▶ [O QUE FAZER]:
[a] De acordo com o excerto sobre a violência em Cabo Delgado, em que ano ocorreu a cisão dentro do Conselho Islâmico?
[b] Extraia das entradas todas as linhas que contêm a palavra "shoe", diferenciando maiúsculas de minúsculas.

▶ [EXCERTO PARA LEITURA]:
————————

A onda de violência
que vem a desenvolver-se na zona costeira de Cabo Delgado, no norte de
Moçambique, está associada ao extremismo religioso islâmico e começou há quase
duas décadas, recordou hoje o investigador Fernando Jorge Cardoso.
Esta situação, que
ganhou uma dimensão de maior escala em outubro de 2017, com os primeiros ataques
violentos, "nada tem que ver com a exploração de gás na região",
afirmou à Lusa o coordenador de Estudos Estratégicos e do Desenvolvimento do
Instituto Marquês de Valle Flôr e investigador do Centro de Estudos
Internacionais do ISCTE/IUL."O que está a
acontecer na zona costeira a norte de Cabo Delgado não começou, contrariamente
às informações, em 2017. Em 2017, começaram alguns atos de decapitação, que
tiveram uma repercussão bastante forte em termos mediáticos, porque neste
momento falamos de grandes investimentos de gás na mesma zona", sublinha. Fernando Jorge
Cardos atribui a autoria da situação a uma "seita de dentro do
Islão", que vem a atuar na região desde há cerca de duas décadas.
"Em Moçambique
existem três organizações islâmicas. Uma delas é apoiada financeiramente pela
Arábia Saudita, às claras", explica o investigador.
Trata-se, segundo
Fernando Jorge Cardoso de "um acordo feito ainda no tempo de Samora Machel,
em 1981, em que o chamado Conselho Islâmico foi autorizado a receber
financiamento da Arábia Saudita para avançar com a sua versão mais wahabita,
mais salafista, do Islão. Obviamente, não colocando em causa o Estado
moçambicano nem se metendo nas áreas seculares" do Estado.
"O que
aconteceu neste Conselho Islâmico, que tem a supervisão do wahabismo, da
corrente wahabita em Moçambique, foi que numa parte do conselho,
particularmente representada por elementos mais jovens que tinham sido mandados
estudar em madrassas [escolas religiosas islâmicas] da Arábia Saudita e de
outros países islâmicos, houve uma cisão. Isto aconteceu em 2000", afirma.
Esta
"cisão", segundo Fernando Jorge Cardoso, levou à edificação no norte
de Cabo Delgado de um conjunto de mesquitas, onde começou a ser pregada uma
abordagem radical do Corão e da 'sharia', a lei islâmica."Seis mesquitas
começaram a pregar um islão muito mais radical e houve uma primeira sublevação,
em 2010, por parte da população, que queimou uma dessas mesquitas, considerando
que eram demasiado radicais", explica o investigador.
"Houve ali um
problema interno das interpretações do Islão, que levou a que houvesse uma
reação deste tipo", diz Fernando Jorge Cardoso, que situa neste momento o
início de um processo de radicalização, "não só [no seio] do Conselho
Islâmico, mas também de outras organizações islâmicas, contra esta versão mais
radical do islão", associada à violência como estratégia de "forçar a
população" à adoção das suas práticas e da sua visão do Corão e da
'sharia'.
Por isso, sublinhou
o investigador, "o Conselho Islâmico de Moçambique, o tal ramo mais
wahabita, incentivou e continua a incentivar uma intervenção militar do Governo
na zona".

————————

▶ [DADOS DE ENTRADA]:
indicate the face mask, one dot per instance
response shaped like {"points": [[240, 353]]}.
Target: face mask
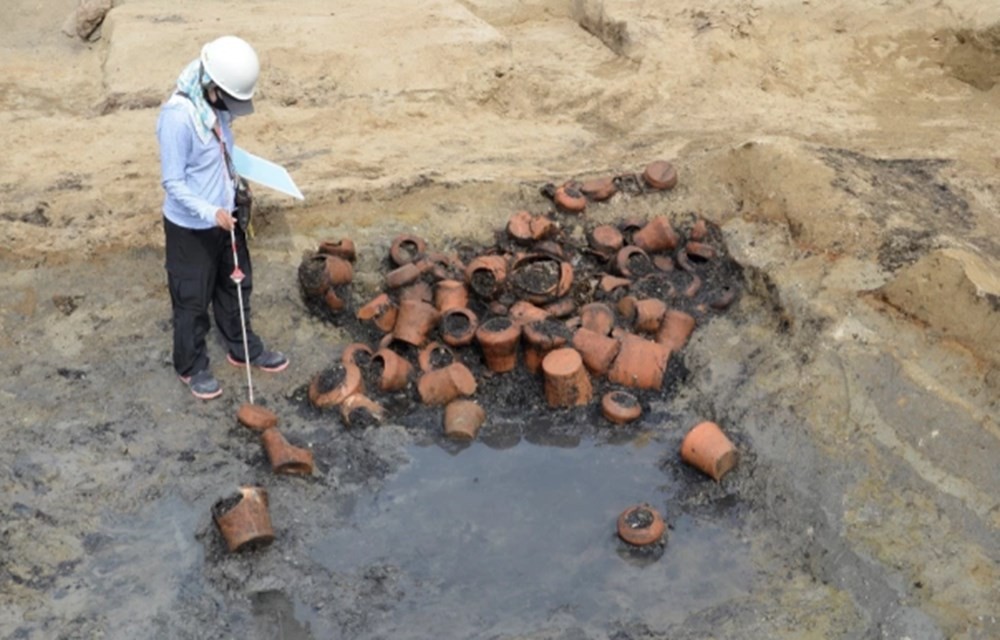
{"points": [[218, 103]]}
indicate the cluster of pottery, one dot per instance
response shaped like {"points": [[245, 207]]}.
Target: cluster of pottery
{"points": [[705, 447], [243, 519], [521, 300]]}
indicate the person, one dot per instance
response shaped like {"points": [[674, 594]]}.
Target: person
{"points": [[196, 141]]}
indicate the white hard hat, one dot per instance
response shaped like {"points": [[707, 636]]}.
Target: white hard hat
{"points": [[233, 66]]}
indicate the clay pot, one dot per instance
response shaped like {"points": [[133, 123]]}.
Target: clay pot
{"points": [[524, 227], [256, 417], [649, 314], [498, 339], [567, 383], [657, 235], [360, 411], [675, 329], [598, 317], [323, 394], [707, 448], [570, 199], [406, 249], [356, 353], [700, 251], [486, 275], [380, 311], [443, 385], [404, 275], [620, 407], [522, 313], [458, 327], [541, 337], [610, 283], [284, 457], [396, 369], [338, 270], [605, 240], [660, 175], [597, 350], [450, 294], [340, 248], [462, 419], [599, 189], [640, 363], [419, 290], [632, 262], [540, 279], [415, 321], [333, 301], [244, 519], [641, 525]]}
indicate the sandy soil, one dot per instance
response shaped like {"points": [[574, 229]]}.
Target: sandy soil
{"points": [[847, 151]]}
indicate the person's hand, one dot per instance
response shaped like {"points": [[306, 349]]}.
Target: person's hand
{"points": [[225, 219]]}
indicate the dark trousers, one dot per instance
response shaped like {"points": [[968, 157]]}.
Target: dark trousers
{"points": [[199, 269]]}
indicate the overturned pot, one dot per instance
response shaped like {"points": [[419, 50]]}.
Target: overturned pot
{"points": [[641, 525], [286, 458], [243, 519], [498, 339], [707, 448], [458, 327], [443, 385], [462, 419]]}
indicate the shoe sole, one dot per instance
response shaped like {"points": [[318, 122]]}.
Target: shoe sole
{"points": [[236, 363], [200, 396]]}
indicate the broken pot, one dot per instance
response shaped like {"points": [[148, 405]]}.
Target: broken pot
{"points": [[286, 458], [498, 338], [414, 321], [620, 407], [640, 364], [641, 525], [443, 385], [462, 419], [656, 235], [707, 448], [243, 519], [458, 327], [567, 383]]}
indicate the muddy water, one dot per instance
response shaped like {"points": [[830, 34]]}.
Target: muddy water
{"points": [[507, 539]]}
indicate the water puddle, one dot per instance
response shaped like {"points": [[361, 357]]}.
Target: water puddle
{"points": [[140, 565], [506, 540]]}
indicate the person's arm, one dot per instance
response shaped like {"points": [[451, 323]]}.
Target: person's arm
{"points": [[174, 135]]}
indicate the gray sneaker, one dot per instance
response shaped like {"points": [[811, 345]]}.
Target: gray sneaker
{"points": [[203, 385], [270, 361]]}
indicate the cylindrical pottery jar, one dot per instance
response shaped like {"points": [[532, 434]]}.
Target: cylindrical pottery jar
{"points": [[641, 525], [462, 419], [567, 383], [706, 447], [286, 458], [498, 338], [243, 519]]}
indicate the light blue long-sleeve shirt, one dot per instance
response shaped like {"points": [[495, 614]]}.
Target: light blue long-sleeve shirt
{"points": [[194, 173]]}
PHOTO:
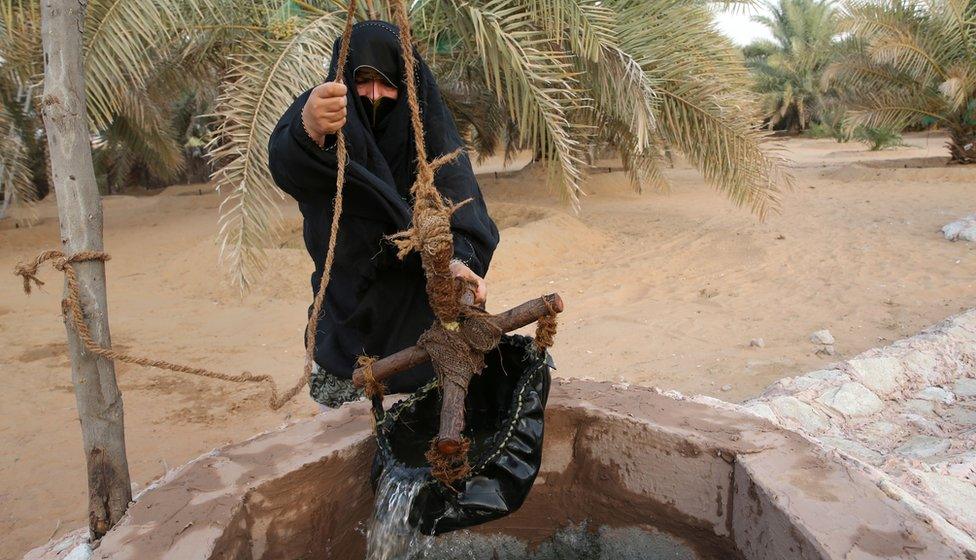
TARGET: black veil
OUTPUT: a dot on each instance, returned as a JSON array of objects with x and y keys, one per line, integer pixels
[{"x": 376, "y": 304}]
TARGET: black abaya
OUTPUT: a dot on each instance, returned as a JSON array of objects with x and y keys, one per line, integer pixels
[{"x": 376, "y": 304}]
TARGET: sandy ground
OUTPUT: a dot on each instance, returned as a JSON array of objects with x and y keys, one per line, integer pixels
[{"x": 661, "y": 289}]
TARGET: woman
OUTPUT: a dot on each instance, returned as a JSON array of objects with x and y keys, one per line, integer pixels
[{"x": 375, "y": 304}]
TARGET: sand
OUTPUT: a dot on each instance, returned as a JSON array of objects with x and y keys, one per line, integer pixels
[{"x": 661, "y": 289}]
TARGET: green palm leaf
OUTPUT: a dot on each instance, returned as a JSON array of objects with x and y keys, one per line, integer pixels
[{"x": 264, "y": 75}]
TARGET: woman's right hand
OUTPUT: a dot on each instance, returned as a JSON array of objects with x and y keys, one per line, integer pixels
[{"x": 325, "y": 111}]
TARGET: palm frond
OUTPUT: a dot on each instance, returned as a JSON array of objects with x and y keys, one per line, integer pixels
[
  {"x": 264, "y": 74},
  {"x": 534, "y": 80},
  {"x": 123, "y": 40},
  {"x": 17, "y": 192}
]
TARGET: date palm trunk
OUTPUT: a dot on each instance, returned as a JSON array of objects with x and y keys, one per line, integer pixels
[
  {"x": 962, "y": 143},
  {"x": 80, "y": 215}
]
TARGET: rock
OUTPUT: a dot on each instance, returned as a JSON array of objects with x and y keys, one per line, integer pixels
[
  {"x": 964, "y": 388},
  {"x": 881, "y": 374},
  {"x": 922, "y": 423},
  {"x": 826, "y": 351},
  {"x": 957, "y": 496},
  {"x": 920, "y": 447},
  {"x": 851, "y": 399},
  {"x": 80, "y": 552},
  {"x": 962, "y": 465},
  {"x": 961, "y": 230},
  {"x": 822, "y": 337},
  {"x": 919, "y": 406},
  {"x": 854, "y": 449},
  {"x": 834, "y": 375},
  {"x": 882, "y": 430},
  {"x": 761, "y": 410},
  {"x": 961, "y": 415},
  {"x": 802, "y": 383},
  {"x": 922, "y": 366},
  {"x": 798, "y": 413},
  {"x": 936, "y": 394}
]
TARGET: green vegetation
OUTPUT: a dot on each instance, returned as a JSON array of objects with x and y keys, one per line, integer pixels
[
  {"x": 558, "y": 77},
  {"x": 788, "y": 70},
  {"x": 914, "y": 65}
]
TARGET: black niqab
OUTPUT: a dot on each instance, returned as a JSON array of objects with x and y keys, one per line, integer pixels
[{"x": 376, "y": 304}]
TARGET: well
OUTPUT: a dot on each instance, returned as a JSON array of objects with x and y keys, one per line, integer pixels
[{"x": 722, "y": 483}]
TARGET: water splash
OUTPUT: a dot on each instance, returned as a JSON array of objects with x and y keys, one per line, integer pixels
[{"x": 390, "y": 535}]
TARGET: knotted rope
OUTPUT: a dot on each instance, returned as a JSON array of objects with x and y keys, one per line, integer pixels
[
  {"x": 342, "y": 157},
  {"x": 430, "y": 231},
  {"x": 373, "y": 388},
  {"x": 73, "y": 311},
  {"x": 545, "y": 329}
]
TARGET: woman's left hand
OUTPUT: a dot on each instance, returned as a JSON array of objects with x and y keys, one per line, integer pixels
[{"x": 461, "y": 270}]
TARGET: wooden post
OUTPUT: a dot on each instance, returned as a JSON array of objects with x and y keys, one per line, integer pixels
[{"x": 80, "y": 214}]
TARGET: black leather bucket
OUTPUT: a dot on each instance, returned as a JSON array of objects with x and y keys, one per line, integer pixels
[{"x": 504, "y": 419}]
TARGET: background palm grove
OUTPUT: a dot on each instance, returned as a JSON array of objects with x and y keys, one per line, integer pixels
[{"x": 183, "y": 89}]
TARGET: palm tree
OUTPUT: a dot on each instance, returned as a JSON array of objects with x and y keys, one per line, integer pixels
[
  {"x": 916, "y": 66},
  {"x": 555, "y": 76},
  {"x": 134, "y": 70},
  {"x": 788, "y": 69}
]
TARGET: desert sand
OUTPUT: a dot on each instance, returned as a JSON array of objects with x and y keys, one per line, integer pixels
[{"x": 662, "y": 289}]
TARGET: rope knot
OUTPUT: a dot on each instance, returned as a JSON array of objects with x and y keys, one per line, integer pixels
[{"x": 373, "y": 388}]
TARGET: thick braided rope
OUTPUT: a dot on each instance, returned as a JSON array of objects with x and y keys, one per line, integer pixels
[
  {"x": 72, "y": 308},
  {"x": 342, "y": 157},
  {"x": 430, "y": 232},
  {"x": 73, "y": 311},
  {"x": 373, "y": 388},
  {"x": 545, "y": 328}
]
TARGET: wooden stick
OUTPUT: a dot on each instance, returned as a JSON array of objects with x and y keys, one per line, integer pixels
[
  {"x": 97, "y": 393},
  {"x": 515, "y": 318}
]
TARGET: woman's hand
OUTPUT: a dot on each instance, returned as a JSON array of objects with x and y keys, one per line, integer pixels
[
  {"x": 325, "y": 111},
  {"x": 461, "y": 270}
]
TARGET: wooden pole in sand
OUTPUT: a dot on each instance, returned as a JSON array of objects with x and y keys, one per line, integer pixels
[{"x": 80, "y": 215}]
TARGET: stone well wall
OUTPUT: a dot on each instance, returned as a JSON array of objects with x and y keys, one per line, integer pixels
[
  {"x": 725, "y": 483},
  {"x": 904, "y": 414}
]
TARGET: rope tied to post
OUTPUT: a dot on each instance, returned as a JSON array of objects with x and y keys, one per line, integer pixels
[{"x": 73, "y": 311}]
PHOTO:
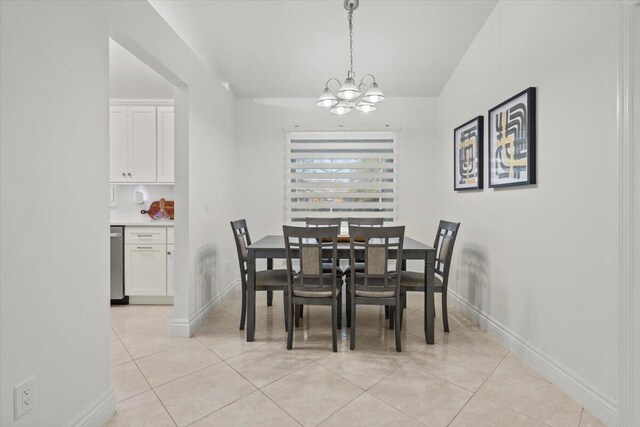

————————

▶ [RESPOSTAS POR TAREFA]:
[a] Em 2000.

[b]
indicate the shoe sole, one dot per instance
Target: shoe sole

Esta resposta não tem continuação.